- _WORK TASK_
All of the data must be output without alteration.

- _DATA EXTRACT_
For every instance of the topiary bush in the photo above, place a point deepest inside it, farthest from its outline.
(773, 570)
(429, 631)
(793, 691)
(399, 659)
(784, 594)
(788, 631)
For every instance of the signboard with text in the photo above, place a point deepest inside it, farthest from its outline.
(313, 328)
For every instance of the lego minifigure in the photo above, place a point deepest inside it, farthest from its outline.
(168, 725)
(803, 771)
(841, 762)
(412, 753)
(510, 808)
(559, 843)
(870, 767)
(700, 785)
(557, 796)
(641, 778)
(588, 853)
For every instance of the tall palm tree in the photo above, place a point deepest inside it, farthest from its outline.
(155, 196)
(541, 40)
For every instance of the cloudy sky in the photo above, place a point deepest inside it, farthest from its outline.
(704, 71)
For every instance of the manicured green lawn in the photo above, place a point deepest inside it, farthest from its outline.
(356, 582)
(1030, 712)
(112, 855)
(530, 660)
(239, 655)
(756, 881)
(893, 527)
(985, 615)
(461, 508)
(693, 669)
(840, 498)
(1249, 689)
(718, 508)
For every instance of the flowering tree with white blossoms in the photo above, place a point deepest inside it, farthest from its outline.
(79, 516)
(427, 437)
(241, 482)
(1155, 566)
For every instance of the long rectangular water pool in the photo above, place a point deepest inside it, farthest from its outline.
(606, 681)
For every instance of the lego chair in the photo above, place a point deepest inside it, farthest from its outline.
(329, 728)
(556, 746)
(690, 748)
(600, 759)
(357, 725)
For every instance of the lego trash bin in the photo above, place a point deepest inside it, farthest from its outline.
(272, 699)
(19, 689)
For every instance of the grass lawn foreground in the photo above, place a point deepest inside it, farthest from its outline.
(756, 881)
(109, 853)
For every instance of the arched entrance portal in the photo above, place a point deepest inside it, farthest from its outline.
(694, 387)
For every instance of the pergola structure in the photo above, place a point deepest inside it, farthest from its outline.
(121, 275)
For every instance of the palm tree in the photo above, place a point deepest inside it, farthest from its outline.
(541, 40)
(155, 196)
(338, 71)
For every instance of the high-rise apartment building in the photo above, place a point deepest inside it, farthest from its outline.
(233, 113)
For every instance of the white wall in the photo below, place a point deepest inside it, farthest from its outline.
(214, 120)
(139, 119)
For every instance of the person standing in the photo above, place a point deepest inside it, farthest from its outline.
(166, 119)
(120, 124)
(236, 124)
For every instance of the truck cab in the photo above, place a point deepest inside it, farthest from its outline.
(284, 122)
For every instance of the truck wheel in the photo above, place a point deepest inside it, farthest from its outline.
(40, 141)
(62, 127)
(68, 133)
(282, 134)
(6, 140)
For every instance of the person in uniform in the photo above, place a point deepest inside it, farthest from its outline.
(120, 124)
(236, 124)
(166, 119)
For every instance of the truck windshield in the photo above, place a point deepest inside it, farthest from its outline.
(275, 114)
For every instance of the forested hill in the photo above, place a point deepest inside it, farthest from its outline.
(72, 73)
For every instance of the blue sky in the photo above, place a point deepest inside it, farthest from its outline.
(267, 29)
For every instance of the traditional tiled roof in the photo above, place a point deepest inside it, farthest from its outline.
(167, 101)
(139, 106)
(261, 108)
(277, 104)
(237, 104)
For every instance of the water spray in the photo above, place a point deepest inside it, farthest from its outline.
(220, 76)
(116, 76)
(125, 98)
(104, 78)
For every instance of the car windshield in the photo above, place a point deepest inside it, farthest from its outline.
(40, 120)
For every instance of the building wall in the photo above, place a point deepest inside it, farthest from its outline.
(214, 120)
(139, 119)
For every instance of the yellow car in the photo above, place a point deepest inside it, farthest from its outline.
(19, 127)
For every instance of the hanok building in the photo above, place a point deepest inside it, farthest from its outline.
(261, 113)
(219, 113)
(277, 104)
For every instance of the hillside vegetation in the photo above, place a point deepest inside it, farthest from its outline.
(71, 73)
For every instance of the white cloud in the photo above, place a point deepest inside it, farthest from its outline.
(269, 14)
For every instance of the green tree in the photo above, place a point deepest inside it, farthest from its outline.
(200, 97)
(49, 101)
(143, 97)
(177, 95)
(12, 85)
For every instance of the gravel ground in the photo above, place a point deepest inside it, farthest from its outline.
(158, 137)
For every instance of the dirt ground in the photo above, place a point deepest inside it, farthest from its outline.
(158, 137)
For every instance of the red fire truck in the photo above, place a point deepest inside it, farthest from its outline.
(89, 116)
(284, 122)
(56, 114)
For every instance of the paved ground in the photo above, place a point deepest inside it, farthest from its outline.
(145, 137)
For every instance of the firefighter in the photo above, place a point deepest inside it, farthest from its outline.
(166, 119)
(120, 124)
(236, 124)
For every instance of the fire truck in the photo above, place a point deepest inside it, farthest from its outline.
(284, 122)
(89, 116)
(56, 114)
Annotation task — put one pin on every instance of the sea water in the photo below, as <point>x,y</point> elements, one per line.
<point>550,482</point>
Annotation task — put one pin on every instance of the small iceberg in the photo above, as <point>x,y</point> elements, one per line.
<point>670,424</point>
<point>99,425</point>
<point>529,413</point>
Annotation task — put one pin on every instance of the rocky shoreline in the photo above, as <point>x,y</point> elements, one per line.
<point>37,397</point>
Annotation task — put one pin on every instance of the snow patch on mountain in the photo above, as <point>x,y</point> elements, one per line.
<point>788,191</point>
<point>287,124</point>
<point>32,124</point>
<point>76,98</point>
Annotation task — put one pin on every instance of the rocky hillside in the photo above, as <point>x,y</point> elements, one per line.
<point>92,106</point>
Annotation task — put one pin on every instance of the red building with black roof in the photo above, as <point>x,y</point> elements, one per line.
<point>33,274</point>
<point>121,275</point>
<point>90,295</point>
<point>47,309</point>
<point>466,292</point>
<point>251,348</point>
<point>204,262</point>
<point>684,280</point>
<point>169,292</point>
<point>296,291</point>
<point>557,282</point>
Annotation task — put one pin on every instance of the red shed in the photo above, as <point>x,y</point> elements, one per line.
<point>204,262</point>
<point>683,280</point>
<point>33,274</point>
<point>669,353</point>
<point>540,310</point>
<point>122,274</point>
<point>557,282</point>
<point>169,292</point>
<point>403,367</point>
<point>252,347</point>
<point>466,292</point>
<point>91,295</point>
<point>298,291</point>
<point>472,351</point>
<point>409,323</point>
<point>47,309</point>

- _TASK SOLUTION_
For every instance of the topiary bush in the photo above, place a point deepest inside it, farthest from its outline.
(773, 570)
(429, 631)
(793, 691)
(399, 659)
(784, 594)
(788, 631)
For every instance of the signboard with text in the photo above, place a point deepest inside it, farthest from its outline.
(313, 328)
For every instance of the lego minifigure in the photo above, place a point deepest inside it, farthest from its outline.
(168, 725)
(803, 771)
(841, 762)
(412, 753)
(510, 808)
(559, 843)
(870, 767)
(700, 785)
(557, 796)
(641, 778)
(588, 853)
For every instance of the tall palm tree in the photo above, place a point deepest inside it, farthest from its outline.
(155, 196)
(541, 40)
For every instance of the cloudy sky in the photo above, place a point deepest inside it, farthest from its outline.
(704, 71)
For every instance of the manicured green lawn in the photo above, place a point deepest inside it, farthest from its outline.
(356, 582)
(1030, 712)
(112, 855)
(530, 660)
(239, 655)
(756, 881)
(893, 527)
(985, 615)
(461, 508)
(693, 669)
(840, 498)
(1249, 689)
(718, 508)
For every instance of the flowering tree with white blossoms in the photo above, place a point deepest inside it, farthest from its outline.
(79, 516)
(427, 437)
(241, 482)
(1155, 566)
For every instance of the long rectangular water pool in the photo above, place a point deepest inside it, farthest from its outline.
(606, 681)
For every instance of the lego chair in the photo above, place a point deepest inside it, farthest from its outline.
(329, 728)
(556, 746)
(690, 748)
(600, 759)
(357, 725)
For every instance of the lego trash bin in the photo above, place a point deepest inside it, farthest from its outline.
(272, 699)
(19, 689)
For every instance of the grass lawn foreground in the photo above, place a point deepest inside it, farthest from its outline.
(756, 881)
(109, 853)
For every instance of the arched entrance portal in the photo above, place a point deepest inside it, farthest from its outline.
(694, 387)
For every instance of the pergola structure in the photo above, place a point deepest inside it, farthest from its outline.
(121, 275)
For every instance of the palm tree in the photo above, place a point deepest inside it, farthest from its outline.
(541, 40)
(155, 196)
(338, 71)
For every instance of the high-rise apartment building in the photo above, place a point deepest inside it, farthest from its outline.
(233, 113)
For every instance of the white wall in the photo below, place a point deepest inside it, farthest from its outline.
(214, 120)
(139, 119)
For every instance of the person standing in the photo above, place a point deepest inside it, farthest from its outline.
(166, 119)
(120, 124)
(236, 124)
For every instance of the truck cab in the photo above, place a point deepest inside it, farthest from its outline.
(284, 122)
For every instance of the truck wheel in the photo above, place a point deepest inside it, farthest from its outline.
(40, 141)
(62, 127)
(68, 133)
(282, 134)
(6, 140)
For every instance of the person in uniform in the photo above, place a point deepest inside it, farthest from its outline.
(120, 124)
(236, 124)
(166, 119)
For every instance of the truck windshield in the photo above, place a point deepest inside it, farthest from its outline.
(275, 114)
For every instance of the forested hill in the photo above, place a point deepest inside it, farthest from its outline.
(72, 73)
For every instance of the blue sky in the photo above, place a point deepest inside it, farthest from its outline.
(267, 29)
For every instance of the traditional tiled roof in the photo above, place a point deepest inside it, farthest from its outline.
(167, 101)
(139, 106)
(261, 108)
(277, 104)
(237, 104)
For every instance of the water spray in the photo above, place a point deepest inside it, farthest from its outline.
(220, 76)
(116, 76)
(125, 98)
(104, 78)
For every instance of the car windshield in the photo above, place a point deepest inside it, farthest from its outline.
(40, 120)
For every instance of the building wall in the photo above, place a point deepest inside it, farthest from its outline.
(214, 120)
(139, 119)
For every instance of the yellow car in the photo above, place a point deepest inside it, farthest from its outline.
(19, 127)
For every instance of the hanok building in the photo above, place a point deepest inside it, farthest from its outline.
(261, 113)
(219, 113)
(277, 104)
For every instance of the hillside vegetation in the photo above, place a point deepest inside it, farthest from its outline.
(71, 73)
For every instance of the white cloud in the photo above, place a point deepest inside it, farthest from its outline.
(269, 14)
For every instance of the green tree in the photo above, place a point deepest inside it, farthest from its outline.
(200, 97)
(49, 101)
(143, 97)
(177, 95)
(12, 85)
For every instance of the gravel ground in the photo above, place a point deepest inside it, farthest from its outline.
(158, 137)
For every instance of the dirt ground in the photo above, place a point deepest inside it, farthest from its outline.
(158, 137)
For every instance of the red fire truck in the photo above, place a point deepest inside it, farthest from its outline.
(89, 116)
(284, 122)
(56, 114)
For every instance of the paved ground in the photo above, place a point deepest inside it, farthest from its outline.
(145, 137)
For every instance of the firefighter in the photo above, place a point deepest inside it, farthest from its outline.
(166, 119)
(120, 124)
(236, 124)
For every instance of the fire truck in the photo above, place a point deepest inside it, farthest from its outline.
(284, 122)
(89, 116)
(56, 114)
Annotation task — put one pin on every instance of the sea water in the photo below, as <point>x,y</point> elements, one per line.
<point>550,482</point>
Annotation task — put one pin on every instance of the small iceberg in the photo above, as <point>x,y</point> elements, one per line.
<point>670,424</point>
<point>99,425</point>
<point>529,413</point>
Annotation task — put one pin on every instance of the rocky shoreline in the photo above, as <point>x,y</point> elements, one per line.
<point>37,397</point>
Annotation task — put one pin on every instance of the snow patch on mountain in the photo above, as <point>x,y</point> elements, one per line.
<point>788,191</point>
<point>287,124</point>
<point>32,124</point>
<point>76,98</point>
Annotation task — put one pin on every instance of the rocky hillside in the photo above, as <point>x,y</point> elements, one per line.
<point>92,106</point>
Annotation task — put one pin on every instance of the red building with black roof in the photo above, as <point>x,y</point> elements, one per line.
<point>33,274</point>
<point>121,275</point>
<point>90,295</point>
<point>47,309</point>
<point>466,292</point>
<point>251,348</point>
<point>204,262</point>
<point>684,280</point>
<point>169,292</point>
<point>296,291</point>
<point>557,282</point>
Annotation task — put one pin on every instance of the red shed in the photo above, as <point>x,y</point> elements, one per line.
<point>204,262</point>
<point>683,280</point>
<point>33,274</point>
<point>669,353</point>
<point>540,310</point>
<point>122,274</point>
<point>557,282</point>
<point>169,292</point>
<point>403,367</point>
<point>252,347</point>
<point>466,292</point>
<point>91,295</point>
<point>298,291</point>
<point>472,351</point>
<point>409,323</point>
<point>47,309</point>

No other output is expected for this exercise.